Dilma Rousseff ou José Serra? Qualquer que seja o presidente eleito no próximo domingo, o grande perdedor destas eleições não será a petista nem o tucano: será o eleitor brasileiro. A avaliação é do presidente do Conselho Federal da Ordem dos Advogados do Brasil (OAB), Ophir Cavalcante Junior. Para ele, o marketing eleitoral encobriu a falta de propostas das duas candidaturas, intensificou a troca de acusações pessoais e tratou o cidadão como “consumidor” de uma “democracia de consumo”.
“Não se viram programas consistentes, que tivessem até parâmetros do próprio orçamento do Estado. Na tentativa de conseguir votos, a campanha sai com um saldo negativo no que diz respeito a propostas factíveis. A maioria das propostas é para tentar ter votos”, considera o advogado. “Saímos perdendo todos nós, eleitores, a sociedade de modo geral. O debate se tornou apequenado pela postura que os candidatos adotaram, de confronto direto, pessoal, e não pelo confronto de planos, ideias e programas de governo feitos com critérios”, acrescenta.
Nesta entrevista exclusiva ao Congresso em Foco, o presidente da OAB diz que o alento desta eleição foi a Lei Complementar 135/10, a chamada Lei da Ficha Limpa, que restringiu a candidatura de políticos com condenação em órgão colegiado ou que renunciaram a mandato para escapar da cassação. Segundo Ophir, a Ficha Limpa despertou um sentimento que parecia adormecido na sociedade – o de que, por meio da mobilização popular, é possível transformar a realidade e exigir posicionamentos dos seus representantes.
“A gente viu cidadãos de todas as classes discutindo a importância da ética na política. Esta foi a grande revolução que a Ficha Limpa proporcionou a todos nós: uma mudança de olhar, um olhar mais direcionado à ética, à importância da política e da seleção dos candidatos que vão nos representar”, afirma o advogado. A OAB é uma das 48 entidades que fazem parte do Movimento de Combate à Corrupção Eleitoral (MCCE), responsável pela coleta das assinaturas para apresentação do projeto de lei.

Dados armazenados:
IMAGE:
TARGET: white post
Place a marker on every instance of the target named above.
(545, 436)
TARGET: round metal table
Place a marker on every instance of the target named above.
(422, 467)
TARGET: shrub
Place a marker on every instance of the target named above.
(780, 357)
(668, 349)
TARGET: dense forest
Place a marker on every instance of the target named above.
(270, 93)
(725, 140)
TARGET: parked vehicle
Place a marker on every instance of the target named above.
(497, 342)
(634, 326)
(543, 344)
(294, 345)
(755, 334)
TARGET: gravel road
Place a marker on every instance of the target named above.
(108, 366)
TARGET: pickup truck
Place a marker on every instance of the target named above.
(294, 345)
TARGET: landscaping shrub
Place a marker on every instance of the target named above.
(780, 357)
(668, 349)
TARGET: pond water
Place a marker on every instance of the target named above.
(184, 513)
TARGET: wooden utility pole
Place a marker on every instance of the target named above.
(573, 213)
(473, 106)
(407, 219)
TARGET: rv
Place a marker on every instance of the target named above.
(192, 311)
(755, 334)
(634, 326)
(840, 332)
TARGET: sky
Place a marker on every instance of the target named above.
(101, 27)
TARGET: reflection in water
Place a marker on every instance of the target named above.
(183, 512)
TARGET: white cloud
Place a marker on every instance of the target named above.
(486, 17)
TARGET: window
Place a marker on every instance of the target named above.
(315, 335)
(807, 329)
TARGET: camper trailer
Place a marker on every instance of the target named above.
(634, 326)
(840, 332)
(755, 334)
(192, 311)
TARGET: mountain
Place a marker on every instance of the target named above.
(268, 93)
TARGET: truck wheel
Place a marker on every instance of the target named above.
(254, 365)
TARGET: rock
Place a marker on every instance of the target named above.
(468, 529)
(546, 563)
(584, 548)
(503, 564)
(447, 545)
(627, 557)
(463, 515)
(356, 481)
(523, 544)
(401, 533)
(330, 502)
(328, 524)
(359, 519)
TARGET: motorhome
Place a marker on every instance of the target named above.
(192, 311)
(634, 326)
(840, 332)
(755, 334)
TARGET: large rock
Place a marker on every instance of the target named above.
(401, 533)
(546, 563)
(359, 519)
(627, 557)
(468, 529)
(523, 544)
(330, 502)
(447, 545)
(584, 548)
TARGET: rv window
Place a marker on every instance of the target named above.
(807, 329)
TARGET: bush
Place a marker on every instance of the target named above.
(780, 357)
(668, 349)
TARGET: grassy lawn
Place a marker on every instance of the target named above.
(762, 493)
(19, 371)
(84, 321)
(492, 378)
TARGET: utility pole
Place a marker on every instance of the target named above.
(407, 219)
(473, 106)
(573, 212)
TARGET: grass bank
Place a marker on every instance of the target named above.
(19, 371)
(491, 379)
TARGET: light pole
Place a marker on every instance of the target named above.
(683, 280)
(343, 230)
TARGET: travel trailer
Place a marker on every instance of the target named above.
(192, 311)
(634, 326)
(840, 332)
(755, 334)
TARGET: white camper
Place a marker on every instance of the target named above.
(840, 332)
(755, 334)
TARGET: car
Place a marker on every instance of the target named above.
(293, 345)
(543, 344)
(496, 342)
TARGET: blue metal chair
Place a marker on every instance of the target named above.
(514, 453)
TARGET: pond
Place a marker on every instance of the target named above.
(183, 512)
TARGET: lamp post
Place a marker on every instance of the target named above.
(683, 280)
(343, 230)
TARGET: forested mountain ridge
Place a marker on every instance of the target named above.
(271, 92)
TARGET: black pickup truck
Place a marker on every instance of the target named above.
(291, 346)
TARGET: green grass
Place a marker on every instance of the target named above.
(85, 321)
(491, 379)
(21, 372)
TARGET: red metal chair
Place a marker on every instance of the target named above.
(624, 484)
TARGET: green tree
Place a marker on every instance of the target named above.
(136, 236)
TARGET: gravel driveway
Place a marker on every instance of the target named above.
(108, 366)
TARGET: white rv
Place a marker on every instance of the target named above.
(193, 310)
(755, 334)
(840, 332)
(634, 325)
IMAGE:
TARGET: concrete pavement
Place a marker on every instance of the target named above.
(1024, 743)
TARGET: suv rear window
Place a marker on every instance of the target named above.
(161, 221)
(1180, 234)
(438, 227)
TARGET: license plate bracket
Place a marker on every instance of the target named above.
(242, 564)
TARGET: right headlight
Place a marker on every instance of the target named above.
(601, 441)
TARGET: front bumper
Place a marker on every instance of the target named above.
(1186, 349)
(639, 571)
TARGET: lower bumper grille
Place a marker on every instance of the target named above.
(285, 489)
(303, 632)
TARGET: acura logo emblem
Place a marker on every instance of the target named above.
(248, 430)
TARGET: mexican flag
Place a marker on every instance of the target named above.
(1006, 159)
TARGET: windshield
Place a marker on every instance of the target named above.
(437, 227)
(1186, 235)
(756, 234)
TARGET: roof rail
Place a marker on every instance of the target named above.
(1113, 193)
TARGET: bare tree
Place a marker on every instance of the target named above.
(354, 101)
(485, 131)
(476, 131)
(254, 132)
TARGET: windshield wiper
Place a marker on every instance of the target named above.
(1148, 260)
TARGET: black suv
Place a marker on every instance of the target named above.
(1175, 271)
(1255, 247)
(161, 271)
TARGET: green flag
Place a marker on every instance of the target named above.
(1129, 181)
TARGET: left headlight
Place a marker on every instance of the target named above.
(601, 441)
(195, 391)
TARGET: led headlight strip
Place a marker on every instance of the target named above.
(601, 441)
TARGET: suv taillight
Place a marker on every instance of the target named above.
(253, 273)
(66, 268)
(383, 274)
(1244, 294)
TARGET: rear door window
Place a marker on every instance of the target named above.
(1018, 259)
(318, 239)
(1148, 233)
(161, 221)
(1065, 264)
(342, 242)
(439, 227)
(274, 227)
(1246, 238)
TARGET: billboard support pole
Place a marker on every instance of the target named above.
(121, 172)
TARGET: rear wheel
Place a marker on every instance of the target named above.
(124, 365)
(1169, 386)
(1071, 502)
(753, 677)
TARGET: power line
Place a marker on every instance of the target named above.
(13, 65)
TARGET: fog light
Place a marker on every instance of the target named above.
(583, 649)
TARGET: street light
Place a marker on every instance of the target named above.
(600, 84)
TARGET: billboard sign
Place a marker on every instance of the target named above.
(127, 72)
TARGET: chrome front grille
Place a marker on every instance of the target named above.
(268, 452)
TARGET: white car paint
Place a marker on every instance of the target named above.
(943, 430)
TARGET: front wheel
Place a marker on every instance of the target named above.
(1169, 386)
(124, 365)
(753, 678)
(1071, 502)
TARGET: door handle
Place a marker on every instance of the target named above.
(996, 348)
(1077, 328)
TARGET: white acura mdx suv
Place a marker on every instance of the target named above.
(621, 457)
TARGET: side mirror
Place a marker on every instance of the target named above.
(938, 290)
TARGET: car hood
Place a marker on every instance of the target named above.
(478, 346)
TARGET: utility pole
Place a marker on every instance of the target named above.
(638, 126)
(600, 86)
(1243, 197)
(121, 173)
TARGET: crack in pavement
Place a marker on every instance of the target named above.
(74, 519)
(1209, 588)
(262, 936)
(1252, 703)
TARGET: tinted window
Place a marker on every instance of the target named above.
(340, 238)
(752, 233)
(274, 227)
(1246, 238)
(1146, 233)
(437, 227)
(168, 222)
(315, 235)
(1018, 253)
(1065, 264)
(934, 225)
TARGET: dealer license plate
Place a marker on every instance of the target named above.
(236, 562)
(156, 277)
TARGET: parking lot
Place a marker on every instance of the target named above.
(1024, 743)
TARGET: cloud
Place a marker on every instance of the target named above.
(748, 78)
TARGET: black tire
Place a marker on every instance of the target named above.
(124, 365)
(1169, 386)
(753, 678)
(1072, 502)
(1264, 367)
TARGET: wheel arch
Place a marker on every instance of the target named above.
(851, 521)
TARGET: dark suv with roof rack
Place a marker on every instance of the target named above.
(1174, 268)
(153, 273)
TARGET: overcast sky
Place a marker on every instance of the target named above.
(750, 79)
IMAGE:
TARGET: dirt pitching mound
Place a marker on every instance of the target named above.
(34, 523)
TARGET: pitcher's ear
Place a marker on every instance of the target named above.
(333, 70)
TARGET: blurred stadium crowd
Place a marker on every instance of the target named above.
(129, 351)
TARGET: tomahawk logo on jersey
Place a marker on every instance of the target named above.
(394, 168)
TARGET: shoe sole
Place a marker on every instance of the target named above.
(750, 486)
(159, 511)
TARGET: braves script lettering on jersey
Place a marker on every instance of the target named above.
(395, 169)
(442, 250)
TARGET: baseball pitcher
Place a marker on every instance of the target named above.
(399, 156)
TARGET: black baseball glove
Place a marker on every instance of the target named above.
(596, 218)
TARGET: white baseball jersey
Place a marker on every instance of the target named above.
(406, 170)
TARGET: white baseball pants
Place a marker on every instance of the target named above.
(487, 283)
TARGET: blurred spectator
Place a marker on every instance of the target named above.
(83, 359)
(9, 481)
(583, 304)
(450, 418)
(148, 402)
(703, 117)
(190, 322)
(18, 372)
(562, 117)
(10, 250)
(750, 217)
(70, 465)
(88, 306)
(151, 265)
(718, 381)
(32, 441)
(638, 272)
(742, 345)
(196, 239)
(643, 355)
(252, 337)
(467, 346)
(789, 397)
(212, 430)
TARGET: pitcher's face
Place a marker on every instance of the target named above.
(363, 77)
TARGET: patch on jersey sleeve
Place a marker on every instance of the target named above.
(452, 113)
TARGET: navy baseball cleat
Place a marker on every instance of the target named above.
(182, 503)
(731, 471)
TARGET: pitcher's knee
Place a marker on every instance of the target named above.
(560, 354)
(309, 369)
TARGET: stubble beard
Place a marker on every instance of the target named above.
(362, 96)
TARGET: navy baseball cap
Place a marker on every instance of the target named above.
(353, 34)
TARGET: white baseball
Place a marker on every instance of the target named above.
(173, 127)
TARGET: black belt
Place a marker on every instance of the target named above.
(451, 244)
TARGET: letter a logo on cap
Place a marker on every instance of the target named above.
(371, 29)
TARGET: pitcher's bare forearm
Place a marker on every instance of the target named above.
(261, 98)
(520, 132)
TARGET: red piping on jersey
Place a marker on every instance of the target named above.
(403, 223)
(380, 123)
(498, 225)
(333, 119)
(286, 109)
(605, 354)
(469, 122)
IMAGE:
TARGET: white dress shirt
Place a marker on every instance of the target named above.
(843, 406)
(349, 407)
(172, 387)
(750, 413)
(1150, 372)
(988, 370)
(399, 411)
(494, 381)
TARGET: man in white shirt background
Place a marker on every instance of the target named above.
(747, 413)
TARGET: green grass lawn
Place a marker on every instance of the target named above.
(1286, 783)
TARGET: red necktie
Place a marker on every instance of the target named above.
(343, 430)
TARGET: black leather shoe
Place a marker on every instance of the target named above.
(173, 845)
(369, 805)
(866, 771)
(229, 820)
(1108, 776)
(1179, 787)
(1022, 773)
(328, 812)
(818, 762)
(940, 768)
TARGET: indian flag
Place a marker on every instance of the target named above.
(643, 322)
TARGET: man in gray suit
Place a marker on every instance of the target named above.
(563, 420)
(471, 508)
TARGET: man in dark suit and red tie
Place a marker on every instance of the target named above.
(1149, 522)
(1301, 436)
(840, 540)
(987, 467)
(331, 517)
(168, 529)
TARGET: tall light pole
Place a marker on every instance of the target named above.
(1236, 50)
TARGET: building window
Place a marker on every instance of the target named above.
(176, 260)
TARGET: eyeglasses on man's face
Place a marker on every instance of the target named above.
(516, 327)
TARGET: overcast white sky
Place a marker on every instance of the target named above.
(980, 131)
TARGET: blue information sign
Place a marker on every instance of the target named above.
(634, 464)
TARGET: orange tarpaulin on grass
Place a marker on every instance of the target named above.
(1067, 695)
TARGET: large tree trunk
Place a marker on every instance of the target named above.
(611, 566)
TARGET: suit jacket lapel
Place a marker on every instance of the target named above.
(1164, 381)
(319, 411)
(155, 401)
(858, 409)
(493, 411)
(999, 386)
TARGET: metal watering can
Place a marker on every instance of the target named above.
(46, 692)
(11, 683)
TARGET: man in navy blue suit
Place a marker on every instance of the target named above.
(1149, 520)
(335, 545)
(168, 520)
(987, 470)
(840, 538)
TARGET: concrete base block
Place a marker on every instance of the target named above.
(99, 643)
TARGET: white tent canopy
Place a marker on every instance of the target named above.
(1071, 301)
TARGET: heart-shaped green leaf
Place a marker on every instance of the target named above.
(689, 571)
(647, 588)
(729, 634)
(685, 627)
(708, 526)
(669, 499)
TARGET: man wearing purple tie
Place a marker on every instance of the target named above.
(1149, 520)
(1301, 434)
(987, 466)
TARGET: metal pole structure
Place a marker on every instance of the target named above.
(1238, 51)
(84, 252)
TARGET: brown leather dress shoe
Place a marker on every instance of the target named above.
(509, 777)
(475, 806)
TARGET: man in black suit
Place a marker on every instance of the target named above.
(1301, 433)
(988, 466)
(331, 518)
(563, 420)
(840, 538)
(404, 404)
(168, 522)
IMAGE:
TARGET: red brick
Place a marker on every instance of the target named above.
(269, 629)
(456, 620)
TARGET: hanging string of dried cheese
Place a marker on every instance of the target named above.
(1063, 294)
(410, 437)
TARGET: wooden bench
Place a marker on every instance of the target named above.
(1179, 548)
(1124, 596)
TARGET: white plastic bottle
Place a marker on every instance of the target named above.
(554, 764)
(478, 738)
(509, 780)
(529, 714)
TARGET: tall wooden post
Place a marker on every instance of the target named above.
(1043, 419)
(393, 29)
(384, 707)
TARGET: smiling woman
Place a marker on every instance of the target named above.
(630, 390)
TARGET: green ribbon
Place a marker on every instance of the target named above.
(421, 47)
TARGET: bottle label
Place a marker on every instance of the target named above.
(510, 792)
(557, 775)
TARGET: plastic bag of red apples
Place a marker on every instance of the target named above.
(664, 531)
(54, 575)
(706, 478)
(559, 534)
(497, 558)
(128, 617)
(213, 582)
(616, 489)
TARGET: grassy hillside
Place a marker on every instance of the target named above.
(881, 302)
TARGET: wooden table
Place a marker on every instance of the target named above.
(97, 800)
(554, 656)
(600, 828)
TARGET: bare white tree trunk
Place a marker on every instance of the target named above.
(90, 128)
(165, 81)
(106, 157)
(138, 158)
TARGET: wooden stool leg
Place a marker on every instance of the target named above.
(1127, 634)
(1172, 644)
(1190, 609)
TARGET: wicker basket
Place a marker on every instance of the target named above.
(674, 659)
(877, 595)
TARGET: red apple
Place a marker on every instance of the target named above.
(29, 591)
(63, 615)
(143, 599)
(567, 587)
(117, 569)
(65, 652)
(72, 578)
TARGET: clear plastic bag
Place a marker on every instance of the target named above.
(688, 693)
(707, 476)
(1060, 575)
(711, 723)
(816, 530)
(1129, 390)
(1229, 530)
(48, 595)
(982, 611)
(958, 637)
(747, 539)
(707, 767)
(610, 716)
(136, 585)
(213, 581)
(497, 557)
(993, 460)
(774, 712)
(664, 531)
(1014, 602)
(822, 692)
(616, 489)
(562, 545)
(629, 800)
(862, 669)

[Tarefas solicitadas]
**a.** Segundo o trecho, quantas entidades fazem parte do Movimento de Combate à Corrupção Eleitoral?
**b.** Edite o trecho reescrevendo a parte que começa em "Nesta entrevista exclusiva" e termina em "dos seus representantes.", com "alento" trocado por "consolo".

[Respostas esperadas]
**a.** 48 entidades.

**b.**
Nesta entrevista exclusiva ao Congresso em Foco, o presidente da OAB diz que o consolo desta eleição foi a Lei Complementar 135/10, a chamada Lei da Ficha Limpa, que restringiu a candidatura de políticos com condenação em órgão colegiado ou que renunciaram a mandato para escapar da cassação. Segundo Ophir, a Ficha Limpa despertou um sentimento que parecia adormecido na sociedade – o de que, por meio da mobilização popular, é possível transformar a realidade e exigir posicionamentos dos seus representantes.